_OBJECTIVE 1:_ Reproduce the records word for word, from the first line of the records through the line containing "<point>236,316</point>".

_SELECTED TEXT:_
────────────────

Do you find it hard to believe that it is November? I know that I do. I hope that you are anticipating a great Thanksgiving with family and friends.
I saw some recent statistics and, for 2017, they reported metal at a 12% share of the residential roofing market. That makes it the second most sold residential roofing material – behind asphalt shingles. Fueling this growth, we are seeing more and more specialty home improvement contractors selling residential metal roofing. They are adding it as a new profit center they can promote to past customers and also to new customers.
Roofing is quite a bit different from windows, siding, and room enclosures for these contractors. You see, when someone goes shopping for a roof, chances are that they are going to buy a roof, and chances are they are on a short time frame. With other home improvement products, though, the homeowners usually have the option to do nothing at all, or to delay their decision for months or even years.
Roofing, however, is a necessity.
For the home improvement contractor, though, metal roofing can be confusing and even intimidating. After all, what is the real difference between all of those manufacturers? All of those metals? All of those paint finishes and stone coatings? All of those product designs and fastening and interlocking methods? How does a contractor know which to choose to offer their customers? Do you offer just one, or many?

────────────────

(Records in a dataset)
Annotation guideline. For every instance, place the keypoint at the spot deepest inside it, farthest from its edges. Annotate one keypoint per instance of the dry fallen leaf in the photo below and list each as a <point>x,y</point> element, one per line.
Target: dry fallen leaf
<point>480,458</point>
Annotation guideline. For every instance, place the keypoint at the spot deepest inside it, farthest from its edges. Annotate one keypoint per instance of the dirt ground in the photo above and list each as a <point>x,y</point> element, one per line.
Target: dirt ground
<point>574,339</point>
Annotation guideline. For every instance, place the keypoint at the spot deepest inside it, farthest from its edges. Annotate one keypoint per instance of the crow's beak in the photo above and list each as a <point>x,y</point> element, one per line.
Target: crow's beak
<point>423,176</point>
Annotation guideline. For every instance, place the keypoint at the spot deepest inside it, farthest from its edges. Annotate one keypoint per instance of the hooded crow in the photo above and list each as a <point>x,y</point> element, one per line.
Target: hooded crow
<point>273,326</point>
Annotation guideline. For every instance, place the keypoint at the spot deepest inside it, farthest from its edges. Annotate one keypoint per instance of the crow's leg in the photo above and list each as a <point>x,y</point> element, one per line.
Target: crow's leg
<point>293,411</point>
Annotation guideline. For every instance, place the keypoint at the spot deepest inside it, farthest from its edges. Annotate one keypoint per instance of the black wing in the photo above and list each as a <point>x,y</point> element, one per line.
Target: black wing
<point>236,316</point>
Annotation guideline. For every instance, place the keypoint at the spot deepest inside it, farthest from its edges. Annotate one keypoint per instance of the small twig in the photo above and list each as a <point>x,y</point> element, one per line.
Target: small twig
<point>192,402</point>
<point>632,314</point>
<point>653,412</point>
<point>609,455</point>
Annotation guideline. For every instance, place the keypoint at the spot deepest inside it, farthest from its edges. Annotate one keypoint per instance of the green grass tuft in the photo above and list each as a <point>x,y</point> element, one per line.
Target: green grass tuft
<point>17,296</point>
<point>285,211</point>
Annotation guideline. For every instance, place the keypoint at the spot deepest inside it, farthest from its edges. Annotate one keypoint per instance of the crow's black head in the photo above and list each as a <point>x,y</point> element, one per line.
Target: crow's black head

────────────────

_OBJECTIVE 2:_ From the text on residential metal roofing, quote the passage from "I saw some recent" to "is a necessity.".

_CORRECT RESPONSE 1:_
Annotation guideline. For every instance, place the keypoint at the spot deepest inside it, farthest from its edges. Annotate one keypoint per instance of the dry fallen leaf in the photo below and list each as a <point>x,y</point> element, one per line.
Target: dry fallen leaf
<point>480,458</point>
Annotation guideline. For every instance, place the keypoint at the spot deepest inside it, farthest from its edges. Annotate one keypoint per instance of the dirt ground in the photo above and list each as a <point>x,y</point> element, one per line.
Target: dirt ground
<point>574,339</point>
Annotation guideline. For every instance, place the keypoint at the spot deepest inside it, farthest from its edges. Annotate one keypoint per instance of the crow's beak in the photo above and list each as a <point>x,y</point> element, one per line.
Target: crow's beak
<point>423,176</point>
Annotation guideline. For every instance, place the keypoint at the spot deepest inside it, farthest from its edges. Annotate one keypoint per instance of the hooded crow in the photo above and list each as a <point>x,y</point> element, one per line.
Target: hooded crow
<point>273,326</point>
Annotation guideline. For every instance, place the keypoint at the spot deepest inside it, farthest from its edges. Annotate one keypoint per instance of the crow's leg in the photo above and list each as a <point>x,y</point> element, one per line.
Target: crow's leg
<point>293,411</point>
Annotation guideline. For every instance, place the keypoint at the spot deepest inside it, farthest from its edges. Annotate one keypoint per instance of the black wing in the photo above and list each as a <point>x,y</point> element, one per line.
Target: black wing
<point>236,316</point>

_CORRECT RESPONSE 2:_
I saw some recent statistics and, for 2017, they reported metal at a 12% share of the residential roofing market. That makes it the second most sold residential roofing material – behind asphalt shingles. Fueling this growth, we are seeing more and more specialty home improvement contractors selling residential metal roofing. They are adding it as a new profit center they can promote to past customers and also to new customers.
Roofing is quite a bit different from windows, siding, and room enclosures for these contractors. You see, when someone goes shopping for a roof, chances are that they are going to buy a roof, and chances are they are on a short time frame. With other home improvement products, though, the homeowners usually have the option to do nothing at all, or to delay their decision for months or even years.
Roofing, however, is a necessity.